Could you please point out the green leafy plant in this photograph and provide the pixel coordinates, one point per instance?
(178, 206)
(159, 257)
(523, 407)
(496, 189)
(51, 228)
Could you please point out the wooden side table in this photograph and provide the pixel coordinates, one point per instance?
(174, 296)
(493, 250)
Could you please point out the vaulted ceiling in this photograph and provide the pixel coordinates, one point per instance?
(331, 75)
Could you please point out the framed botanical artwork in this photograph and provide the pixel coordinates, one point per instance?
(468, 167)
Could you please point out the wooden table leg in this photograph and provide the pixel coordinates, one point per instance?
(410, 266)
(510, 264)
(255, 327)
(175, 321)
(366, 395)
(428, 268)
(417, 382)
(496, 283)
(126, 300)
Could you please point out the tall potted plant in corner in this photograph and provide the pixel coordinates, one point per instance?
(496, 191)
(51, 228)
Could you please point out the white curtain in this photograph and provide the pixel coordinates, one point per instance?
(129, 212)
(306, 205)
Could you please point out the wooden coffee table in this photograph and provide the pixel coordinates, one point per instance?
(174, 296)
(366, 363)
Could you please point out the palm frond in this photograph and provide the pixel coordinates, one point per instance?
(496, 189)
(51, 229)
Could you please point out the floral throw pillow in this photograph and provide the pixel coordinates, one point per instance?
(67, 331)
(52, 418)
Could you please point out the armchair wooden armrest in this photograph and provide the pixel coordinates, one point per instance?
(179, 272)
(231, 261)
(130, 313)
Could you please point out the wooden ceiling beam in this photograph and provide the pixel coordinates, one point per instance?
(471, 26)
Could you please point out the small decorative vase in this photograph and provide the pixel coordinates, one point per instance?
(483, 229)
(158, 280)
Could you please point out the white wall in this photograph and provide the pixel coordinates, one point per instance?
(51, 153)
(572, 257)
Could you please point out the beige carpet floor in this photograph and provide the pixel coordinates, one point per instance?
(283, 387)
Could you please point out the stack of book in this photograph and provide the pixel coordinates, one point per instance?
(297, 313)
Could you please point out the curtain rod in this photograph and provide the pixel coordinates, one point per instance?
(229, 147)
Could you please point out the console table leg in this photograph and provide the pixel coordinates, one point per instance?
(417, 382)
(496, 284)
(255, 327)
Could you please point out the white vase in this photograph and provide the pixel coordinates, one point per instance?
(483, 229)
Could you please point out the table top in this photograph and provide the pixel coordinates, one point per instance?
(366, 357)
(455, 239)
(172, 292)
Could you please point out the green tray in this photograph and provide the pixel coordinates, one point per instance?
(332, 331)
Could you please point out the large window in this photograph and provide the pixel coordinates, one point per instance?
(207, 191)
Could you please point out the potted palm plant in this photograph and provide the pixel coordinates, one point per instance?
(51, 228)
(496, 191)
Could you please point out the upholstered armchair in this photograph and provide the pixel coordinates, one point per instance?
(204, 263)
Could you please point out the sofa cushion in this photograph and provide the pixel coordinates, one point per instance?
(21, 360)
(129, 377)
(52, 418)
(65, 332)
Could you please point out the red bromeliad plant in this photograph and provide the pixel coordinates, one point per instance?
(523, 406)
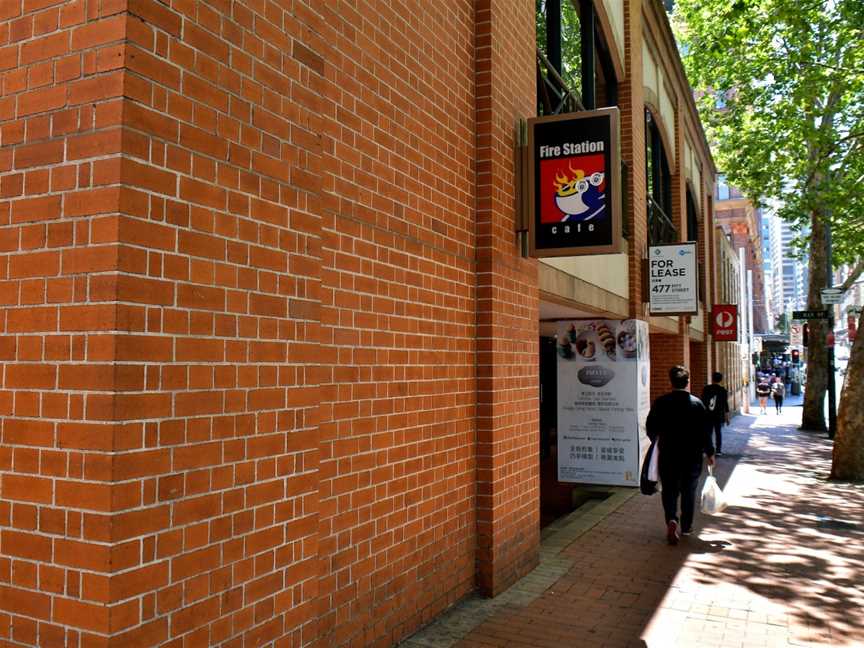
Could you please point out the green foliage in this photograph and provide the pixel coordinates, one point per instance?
(571, 52)
(780, 88)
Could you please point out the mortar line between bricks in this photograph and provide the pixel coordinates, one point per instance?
(455, 623)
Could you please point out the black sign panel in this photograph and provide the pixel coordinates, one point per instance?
(574, 184)
(810, 315)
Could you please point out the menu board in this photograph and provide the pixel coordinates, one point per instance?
(603, 400)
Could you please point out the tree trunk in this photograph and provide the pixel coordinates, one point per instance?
(848, 462)
(813, 417)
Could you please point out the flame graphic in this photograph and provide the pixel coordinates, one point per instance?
(566, 186)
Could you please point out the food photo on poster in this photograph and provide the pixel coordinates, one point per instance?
(603, 400)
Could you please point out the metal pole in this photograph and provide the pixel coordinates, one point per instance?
(832, 388)
(586, 28)
(553, 34)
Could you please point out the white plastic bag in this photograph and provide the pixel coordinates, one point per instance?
(713, 501)
(653, 470)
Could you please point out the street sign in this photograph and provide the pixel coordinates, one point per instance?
(724, 322)
(796, 335)
(810, 314)
(832, 295)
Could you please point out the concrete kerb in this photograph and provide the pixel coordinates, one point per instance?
(453, 624)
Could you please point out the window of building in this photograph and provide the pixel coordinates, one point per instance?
(574, 65)
(661, 229)
(692, 218)
(722, 188)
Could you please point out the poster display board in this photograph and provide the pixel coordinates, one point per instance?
(673, 282)
(724, 322)
(603, 400)
(574, 188)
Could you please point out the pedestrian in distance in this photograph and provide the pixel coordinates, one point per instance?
(763, 391)
(778, 391)
(716, 401)
(679, 423)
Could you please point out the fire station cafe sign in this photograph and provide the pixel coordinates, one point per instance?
(673, 288)
(574, 189)
(724, 322)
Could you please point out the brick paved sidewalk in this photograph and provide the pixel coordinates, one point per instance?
(783, 566)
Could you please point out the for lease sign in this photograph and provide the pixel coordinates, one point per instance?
(673, 280)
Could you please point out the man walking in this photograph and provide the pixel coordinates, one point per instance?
(679, 421)
(716, 401)
(778, 391)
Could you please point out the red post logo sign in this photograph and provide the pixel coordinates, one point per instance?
(724, 322)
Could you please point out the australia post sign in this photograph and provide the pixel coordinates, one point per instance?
(574, 188)
(724, 322)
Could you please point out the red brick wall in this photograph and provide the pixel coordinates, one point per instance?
(177, 469)
(507, 306)
(397, 433)
(698, 367)
(249, 250)
(61, 400)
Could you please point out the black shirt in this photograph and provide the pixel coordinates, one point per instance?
(681, 422)
(720, 398)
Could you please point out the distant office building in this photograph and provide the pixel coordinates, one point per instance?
(794, 269)
(772, 266)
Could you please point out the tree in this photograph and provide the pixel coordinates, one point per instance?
(780, 87)
(848, 456)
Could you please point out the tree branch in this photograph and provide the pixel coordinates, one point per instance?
(853, 276)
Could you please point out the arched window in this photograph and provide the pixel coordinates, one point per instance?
(661, 229)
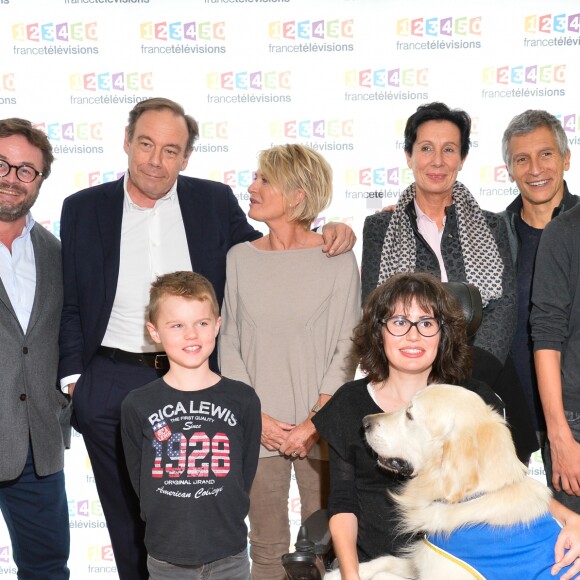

» **What the task asks**
Exact copy, no pictures: reproduce the whole listing above.

» **Your response**
Could you please point out the green leafy plant in this photograph and provide the pixel coordinates, one point per instance?
(178, 206)
(159, 257)
(523, 407)
(496, 189)
(51, 228)
Could you please point out the wooden side table in this photograph and provide the pixel coordinates, one point per instance?
(174, 296)
(493, 250)
Could you please point out the vaulted ceiling in this photograph and provide the pixel coordinates, one point per instance?
(331, 75)
Could you please point out the framed botanical artwork in this photograph and provide the pixel coordinates, one point per instance?
(468, 167)
Could you please point out the wooden table leg in this photograph and provide the pixel coordinates, one point per instance?
(410, 266)
(510, 264)
(255, 327)
(175, 321)
(366, 395)
(428, 268)
(417, 382)
(496, 283)
(126, 300)
Could you please point out the tall potted plant in corner in this photograph and provide the pixel coordinates, one point per instance?
(496, 191)
(51, 228)
Could you please point out the white curtain in this photograph and provide the pixel coordinates, one point per instance?
(129, 212)
(306, 205)
Could you please point out the wooden coffee table in this photograph and provide the pixel coordinates, one point per instance?
(174, 296)
(366, 363)
Could you please point out the palm frond in this photograph and provide the pixel coordinates, one point per instance?
(496, 189)
(51, 229)
Could you please point out the floral throw pillow in this photograph and provide the pixel coordinates, one point per instance?
(67, 331)
(52, 418)
Could you please point out the armchair wooden armrest in this photograph and provide the pixel coordinates, one point per instance?
(179, 272)
(231, 261)
(130, 313)
Could you please point out the wooden ceiling beam in this photograph and provide the pixel coordinates, one point per instance?
(471, 26)
Could you please point out the small decorative vase in this photograph and provide the pixel coordinates, one point per instance?
(483, 229)
(158, 280)
Could you please point out the white wall in this photograph and provide the pixel coordinates, one point per instance?
(51, 153)
(572, 257)
Could you please point out the beige carpet floor in this photograph and provide the pixel coordinates, one point per instance?
(283, 387)
Could you please point out the stack of book in this photograph and provide the pixel coordinates, one point per instance?
(297, 313)
Could you please point out the curtain rod in this photograph and provide the pixel coordinates, one point per instance?
(229, 147)
Could you please point out the console table leg in this photograph and provide the pixel coordinates, one point per instance?
(417, 382)
(496, 284)
(255, 327)
Could you please point out the white vase in this photograph and provide the pixel coordinates, one point per instance?
(483, 229)
Could you please point out the table top in this photograph and provide the pixel coordinates, one point per instance?
(366, 357)
(455, 239)
(172, 292)
Could you please point out the green tray in this photograph and provide the pixel coordinates, one point per instance?
(332, 331)
Could you please point out the large window in this photograph and provide the pixel coordinates, one point per instance?
(207, 191)
Could you please point out the potted palm plant in this photograph and provide the pixel coordinates, one point per instance?
(51, 228)
(496, 191)
Could you please point out the upholstered armchair in this photograph and provide the pixel coordinates, one point per instance?
(204, 263)
Could you please point out the sofa cushion in this photograph and provide the pixel coordinates, one point per instance?
(21, 360)
(129, 377)
(52, 418)
(65, 332)
Could you please point out the red bromeliad plant in this photograph and provide the pixel coordinates, one point per instance?
(523, 406)
Could you please point out the green foliage in this photograph and provide the pixel coordinates, one point per instance?
(571, 52)
(780, 88)
Could you please point out the mortar line between bricks in this photograph and provide the pixel coordinates, one point per instance?
(455, 623)
Could you please point out the black sign panel in this photograph and provide the pixel coordinates, one point per instance?
(574, 184)
(810, 315)
Could you please point out the menu board in this photograph and provide the pixel coordinates, one point per instance?
(603, 400)
Could you please point out the tree trunk in this photograph and provide the pixel coordinates, one point per instance?
(848, 462)
(813, 417)
Could you please point out the flame graphic in this photograph and provide the pixel coordinates, one point per instance?
(566, 186)
Could you please point out the food photo on poster in this photograph and provide the pixel coordinates, one point per instance?
(603, 400)
Could you please point out the metal pole in this photograph and provide the pixel coordinates, one point per instance?
(832, 388)
(586, 28)
(553, 34)
Could you please point out the white plastic bag in this photograph and provide the pixel coordinates, one point per instance?
(713, 501)
(653, 470)
Could you please point out the street sign in this photograph and provide the pixel coordinates, one point per instance?
(724, 322)
(796, 335)
(810, 314)
(832, 295)
Could you please point out the concrete kerb in this photograph and provide the pixel coordinates, one point per instance?
(453, 624)
Could you please point out the window of building in this photograph and provide the pixel coordinates, one point per instance?
(574, 65)
(661, 229)
(692, 218)
(722, 188)
Could you please point out the poster display board in this photograph and provide the pixel coordinates, one point per instance?
(673, 282)
(724, 322)
(603, 400)
(574, 188)
Could you please point out the pedestrian in distance in this photograph and provide the pixel coordinates, one point per instance?
(763, 391)
(778, 391)
(716, 401)
(679, 423)
Could you please point out the fire station cafe sign in this photograph and provide the pixel coordinates, one point per instance?
(673, 288)
(574, 189)
(724, 322)
Could you please point out the brick paved sidewalk in this photograph and provide the pixel coordinates, one point per instance?
(783, 566)
Could you please point out the for lease sign in this photograph and provide the pixel coordinates, one point per instance?
(673, 280)
Could you please point out the man walking in this photograph and provide the pixel coordinates, one point per instance?
(679, 421)
(716, 401)
(778, 391)
Could you please point out the red post logo sign in this photograph and provide the pixel coordinates, one point per instance?
(724, 322)
Could you please point out the australia post sign in this photograph and provide the pixel coordinates, one point per instance?
(574, 188)
(724, 322)
Could you please point out the red brick wall in this photograph and provide the pixel coordinates, one point per instance?
(177, 469)
(507, 306)
(397, 433)
(698, 367)
(249, 250)
(61, 400)
Could you please point out the black shirt in this photograph and provide the pixel coordinates, one point per instance?
(681, 422)
(720, 398)
Could you please point out the distant office building in this photograph and provide the pixel coordinates, one point per instance?
(794, 269)
(772, 266)
Could you please point out the tree in this photograph and provide the pixel coordinates, one point per instance?
(780, 87)
(848, 456)
Could you please point out the tree branch in this photograph and provide the pixel coordinates, one point per instance?
(853, 276)
Could you please point out the arched window in this photograph and provide the pixel coordinates, one point per instance?
(661, 229)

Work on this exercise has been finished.